_AUSGANGSTEXT_
───

Interview mit Lou Limacher/Gossipa

Lou Limacher (33) ist gelernter Koch. Vor fünf Jahren begann er als Dragqueen Gossipa (forever 29) aufzutreten und bringt das gewisse Etwas an die Events. Ich finde es gehört eine grosse Portion Mut dazu, als Dragqueen zu arbeiten. Glücklicherweise hat er nicht so viele negative Erfahrungen gemacht, wie er mir im Interview erzählt.

Bild von Lou Limacher/Gossipa

Lou leistet einen wertvollen Beitrag, den Menschen zu zeigen, dass Anderssein völlig in Ordnung ist und schafft Akzeptanz. Doch wenn ich mir etwas wünschen dürfte, hätte ich viel lieber, was Kinderaugen in Gossipa sehen: Eine Prinzessin!

───

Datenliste
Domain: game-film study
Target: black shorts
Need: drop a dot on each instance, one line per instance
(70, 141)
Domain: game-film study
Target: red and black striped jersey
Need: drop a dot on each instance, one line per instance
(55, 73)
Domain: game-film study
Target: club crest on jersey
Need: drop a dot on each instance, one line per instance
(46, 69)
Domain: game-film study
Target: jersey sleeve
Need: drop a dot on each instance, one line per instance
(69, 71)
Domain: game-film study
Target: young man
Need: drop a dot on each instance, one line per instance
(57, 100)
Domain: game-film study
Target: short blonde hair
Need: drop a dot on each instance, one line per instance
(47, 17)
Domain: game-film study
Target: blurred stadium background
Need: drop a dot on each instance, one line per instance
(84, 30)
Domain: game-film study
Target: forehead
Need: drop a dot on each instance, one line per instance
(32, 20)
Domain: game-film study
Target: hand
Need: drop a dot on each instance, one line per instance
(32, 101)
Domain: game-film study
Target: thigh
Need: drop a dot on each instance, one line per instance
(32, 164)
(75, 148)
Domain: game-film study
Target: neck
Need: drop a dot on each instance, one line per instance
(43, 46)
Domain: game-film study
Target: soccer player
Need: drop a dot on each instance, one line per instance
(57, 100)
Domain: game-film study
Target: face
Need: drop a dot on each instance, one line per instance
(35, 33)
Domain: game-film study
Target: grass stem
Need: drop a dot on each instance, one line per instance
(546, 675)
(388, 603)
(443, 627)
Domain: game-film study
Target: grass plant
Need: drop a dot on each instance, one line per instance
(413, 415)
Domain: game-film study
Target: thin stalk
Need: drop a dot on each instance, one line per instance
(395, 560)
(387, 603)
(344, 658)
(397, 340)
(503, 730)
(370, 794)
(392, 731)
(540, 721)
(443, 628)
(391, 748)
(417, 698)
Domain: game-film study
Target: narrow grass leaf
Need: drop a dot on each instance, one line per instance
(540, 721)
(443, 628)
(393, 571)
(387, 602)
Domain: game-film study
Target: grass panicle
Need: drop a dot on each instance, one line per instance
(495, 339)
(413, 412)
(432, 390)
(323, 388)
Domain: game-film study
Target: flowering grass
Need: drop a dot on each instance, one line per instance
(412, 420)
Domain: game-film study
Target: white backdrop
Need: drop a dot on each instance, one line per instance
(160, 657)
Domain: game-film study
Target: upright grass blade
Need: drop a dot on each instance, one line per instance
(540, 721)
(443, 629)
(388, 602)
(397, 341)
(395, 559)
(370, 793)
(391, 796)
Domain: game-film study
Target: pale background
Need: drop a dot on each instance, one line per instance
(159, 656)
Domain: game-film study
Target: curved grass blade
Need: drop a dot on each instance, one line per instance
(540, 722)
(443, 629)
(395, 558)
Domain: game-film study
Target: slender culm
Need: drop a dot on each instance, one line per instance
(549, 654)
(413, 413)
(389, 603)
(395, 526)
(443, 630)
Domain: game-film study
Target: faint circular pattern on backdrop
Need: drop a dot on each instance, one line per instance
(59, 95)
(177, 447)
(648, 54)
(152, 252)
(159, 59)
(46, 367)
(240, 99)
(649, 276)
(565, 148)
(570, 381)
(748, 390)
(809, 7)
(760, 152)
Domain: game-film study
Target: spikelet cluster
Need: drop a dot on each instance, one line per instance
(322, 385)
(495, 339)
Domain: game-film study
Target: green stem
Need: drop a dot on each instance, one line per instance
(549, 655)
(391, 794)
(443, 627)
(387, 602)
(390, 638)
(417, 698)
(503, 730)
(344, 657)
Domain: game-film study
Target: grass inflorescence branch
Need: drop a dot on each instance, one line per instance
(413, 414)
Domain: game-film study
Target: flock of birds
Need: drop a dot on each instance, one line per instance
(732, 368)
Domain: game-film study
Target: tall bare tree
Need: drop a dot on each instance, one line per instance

───

_AUFGABE 1_
Welchen Beruf hat Lou Limacher laut dem Ausgangstext gelernt?
_AUFGABE 2_
Ziehen Sie aus der Datenliste jede Zeile heraus, die das Wort „jersey“ enthält, und achten Sie dabei auf Groß- und Kleinschreibung.

_ANTWORT 1_
Er ist gelernter Koch.

_ANTWORT 2_
Target: red and black striped jersey
Target: club crest on jersey
Target: jersey sleeve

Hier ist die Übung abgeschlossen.